> _DIRECTIVE 1_: Update the forum thread on table structures: begin at the words "Maybe ask them" and stop after "us help you.", replacing "June 2017" with "March 2018".
> _DIRECTIVE 2_: In the forum thread on table structures, what kind of field in the single table stores every value for a data element?
> _DIRECTIVE 3_: Pick up the forum thread on table structures and keep writing from its last line.
---------- TEXT TO READ ----------
Best Practice Help - Table Structures

  • So just because their simple process dumps everything into this one table, all of our stuff should be that way too.

    This looks to be a key argument, maybe they don't want to shred this XML before loading it from that simple process. I also suspect that when loading from this source, ie., the "simple process", the XML could be saved intact, and then shredded as needed.

    Heck, the reply you paraphrased essentially says as much. " Which yes maybe not for another system but for ours, yes it is the best way to do it." pretty much implies that there are particular reasons why they want this in this particular case. You certainly have good arguments for the general advantages of sticking with relational principles, but Microsoft themselves have acknowledged the proliferation of XML in today's IT by making it a datatype.

    I see replies like "tell them to ditch sql server", "quit your job and go elsewhere", so just wanted to offer an alternative interpretation of the situation, especially since it seems apparent that those folks did seem to express an interest in storing this XML and really, SQL Server as a product has certainly implemented features that are applicable here.

  • Sorry, the argument isn't over storing it as XML ... which was perhaps an explanation error on my part.  The argument is just over a single table with a blob field storing every value for a data element using string based values instead of keys etc.  They do put some XML into the blob field...but most of the values are just straight characters.  It is also pure laziness and no regard for proper design.  Especially after having me (for months now) labor to create all the said proper tables and then cause one developer complained "boo hoo I have to change my code", he apparently had enough clout to have it remain as is.  I don't really care if the data is stored as XML or not, its just this single table thing that is going to get SUPER huge and some of our data records are one to many relationships... so not quite sure how the hell they plan to handle that.

  • amy26 - Tuesday, September 11, 2018 10:29 AM

    Sorry, the argument isn't over storing it as XML ... which was perhaps an explanation error on my part.  The argument is just over a single table with a blob field storing every value for a data element using string based values instead of keys etc.  They do put some XML into the blob field...but most of the values are just straight characters.  It is also pure laziness and no regard for proper design.  Especially after having me (for months now) labor to create all the said proper tables and then cause one developer complained "boo hoo I have to change my code", he apparently had enough clout to have it remain as is.  I don't really care if the data is stored as XML or not, its just this single table thing that is going to get SUPER huge and some of our data records are one to many relationships... so not quite sure how the hell they plan to handle that.

    Maybe ask them how they propose writing a query to get all sales data for customers who had their first order in the month of June 2017. You also want to see how many orders have been placed and the average cost per order. That is not even remotely as much detail as goes into many ad hoc queries but in that system it would take a few hours to write the potential hundred or so lines of code with a couple dozen joins to the same table over and over.

    _______________________________________________________________

    Need help? Help us help you.

    Read the article at http://www.sqlservercentral.com/articles/Best+Practices/61537/ for best practices on asking questions.

    Need to split a string? Try Jeff Modens splitter http://www.sqlservercentral.com/articles/Tally+Table/72993/.
---------- DATA PROVIDED ----------
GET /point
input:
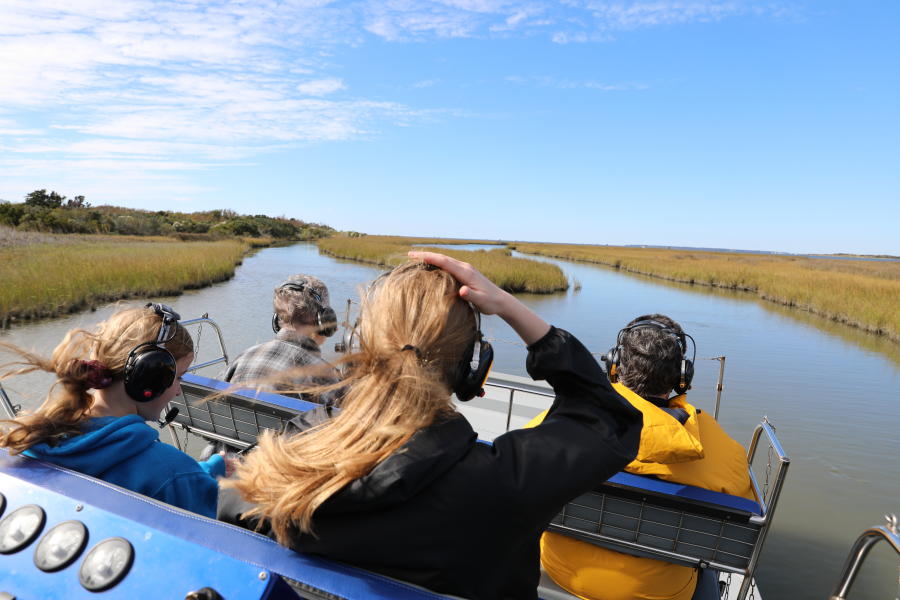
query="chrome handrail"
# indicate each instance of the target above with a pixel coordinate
(221, 359)
(861, 547)
(767, 505)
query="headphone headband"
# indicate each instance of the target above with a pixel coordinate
(170, 320)
(614, 356)
(150, 368)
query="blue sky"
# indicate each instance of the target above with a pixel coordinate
(741, 124)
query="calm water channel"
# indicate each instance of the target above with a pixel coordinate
(828, 390)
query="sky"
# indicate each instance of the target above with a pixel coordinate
(760, 125)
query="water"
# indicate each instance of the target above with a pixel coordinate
(829, 391)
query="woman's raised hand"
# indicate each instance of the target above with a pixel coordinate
(487, 297)
(476, 288)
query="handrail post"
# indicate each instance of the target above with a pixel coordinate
(719, 385)
(860, 549)
(768, 506)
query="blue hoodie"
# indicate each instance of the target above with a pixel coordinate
(127, 452)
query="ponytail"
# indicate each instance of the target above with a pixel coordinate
(414, 332)
(68, 401)
(82, 361)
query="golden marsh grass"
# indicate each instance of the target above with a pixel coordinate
(52, 277)
(511, 274)
(864, 294)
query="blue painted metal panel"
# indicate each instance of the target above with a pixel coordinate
(175, 550)
(165, 566)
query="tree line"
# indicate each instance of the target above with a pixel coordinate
(54, 213)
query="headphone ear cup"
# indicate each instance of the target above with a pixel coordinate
(611, 360)
(470, 382)
(327, 319)
(149, 371)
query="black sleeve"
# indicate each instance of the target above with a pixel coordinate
(589, 434)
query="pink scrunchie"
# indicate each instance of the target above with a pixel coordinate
(98, 376)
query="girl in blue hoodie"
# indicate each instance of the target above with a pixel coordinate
(109, 383)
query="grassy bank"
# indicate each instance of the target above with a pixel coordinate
(860, 293)
(511, 274)
(48, 275)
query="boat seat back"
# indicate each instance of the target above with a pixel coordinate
(658, 519)
(236, 418)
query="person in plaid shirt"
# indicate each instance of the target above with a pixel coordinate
(302, 321)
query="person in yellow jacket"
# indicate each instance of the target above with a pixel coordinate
(679, 443)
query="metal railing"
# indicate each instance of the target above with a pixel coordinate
(888, 532)
(768, 496)
(200, 322)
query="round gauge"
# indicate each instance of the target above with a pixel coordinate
(20, 527)
(106, 564)
(60, 546)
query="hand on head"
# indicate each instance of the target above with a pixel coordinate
(487, 297)
(476, 288)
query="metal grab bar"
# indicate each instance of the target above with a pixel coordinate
(221, 359)
(766, 504)
(861, 547)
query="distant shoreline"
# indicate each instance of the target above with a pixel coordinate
(50, 276)
(860, 294)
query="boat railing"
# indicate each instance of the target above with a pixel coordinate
(888, 532)
(221, 355)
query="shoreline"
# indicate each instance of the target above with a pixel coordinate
(755, 290)
(109, 276)
(513, 274)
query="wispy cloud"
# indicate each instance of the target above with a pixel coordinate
(321, 87)
(563, 84)
(425, 83)
(149, 85)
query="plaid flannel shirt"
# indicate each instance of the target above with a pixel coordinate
(286, 352)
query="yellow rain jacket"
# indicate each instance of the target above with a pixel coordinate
(697, 453)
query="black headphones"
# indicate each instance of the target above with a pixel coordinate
(150, 369)
(326, 318)
(473, 369)
(612, 358)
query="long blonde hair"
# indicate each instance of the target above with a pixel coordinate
(391, 394)
(66, 406)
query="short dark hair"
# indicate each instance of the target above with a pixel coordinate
(650, 357)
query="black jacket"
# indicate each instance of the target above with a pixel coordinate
(464, 518)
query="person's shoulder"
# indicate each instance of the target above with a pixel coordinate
(172, 461)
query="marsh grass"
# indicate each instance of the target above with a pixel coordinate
(49, 277)
(860, 293)
(511, 274)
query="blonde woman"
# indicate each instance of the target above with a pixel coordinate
(109, 382)
(397, 482)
----------
> _EXERCISE RESULT 1_:
Maybe ask them how they propose writing a query to get all sales data for customers who had their first order in the month of March 2018. You also want to see how many orders have been placed and the average cost per order. That is not even remotely as much detail as goes into many ad hoc queries but in that system it would take a few hours to write the potential hundred or so lines of code with a couple dozen joins to the same table over and over.

    _______________________________________________________________

    Need help? Help us help you.

> _EXERCISE RESULT 2_: A blob field.

> _EXERCISE RESULT 3_:
    Cross Tabs and Pivots, Part 1 – Converting Rows to Columns - http://www.sqlservercentral.com/articles/T-SQL/63681/
    Cross Tabs and Pivots, Part 2 - Dynamic Cross Tabs - http://www.sqlservercentral.com/articles/Crosstab/65048/
    Understanding and Using APPLY (Part 1) - http://www.sqlservercentral.com/articles/APPLY/69953/
    Understanding and Using APPLY (Part 2) - http://www.sqlservercentral.com/articles/APPLY/69954/

  • Agreed!  One of their DBA's that was on the call sort of piped up and defended me ... he didn't say anything about my proposed design but he did say that the existing design could pose issues with querying and pushing data to other systems.  But nobody seemed phased by this... the PM actually laughed at me and said "not necessarily" when I said that it was best practice to do what I was proposing with the table structures.  Their system is written is for the UI and to have the application code do everything... so they aren't used to having to do backend DB stuff.  Which I understand and respect... I tried to explain I wasn't trying to impose my will just cause "this is how I did it and I wanna do it that way" but that it was my professional opinion (I do have multiple certifications in this field).  But nope... take a seat sister and let the developers dictate how the DB will be configured.  So... meh... I'm sort of ready to wash my hands.

  • Document everything, make sure all (ALL) changes are in writing.  Keep your proposed design handy.  At some point the data in the system will hit critical mass and performance will tank and the user community will complain.  They may also find that short of a redesign there may be nothing they can do fix the performance issues in their lack of design.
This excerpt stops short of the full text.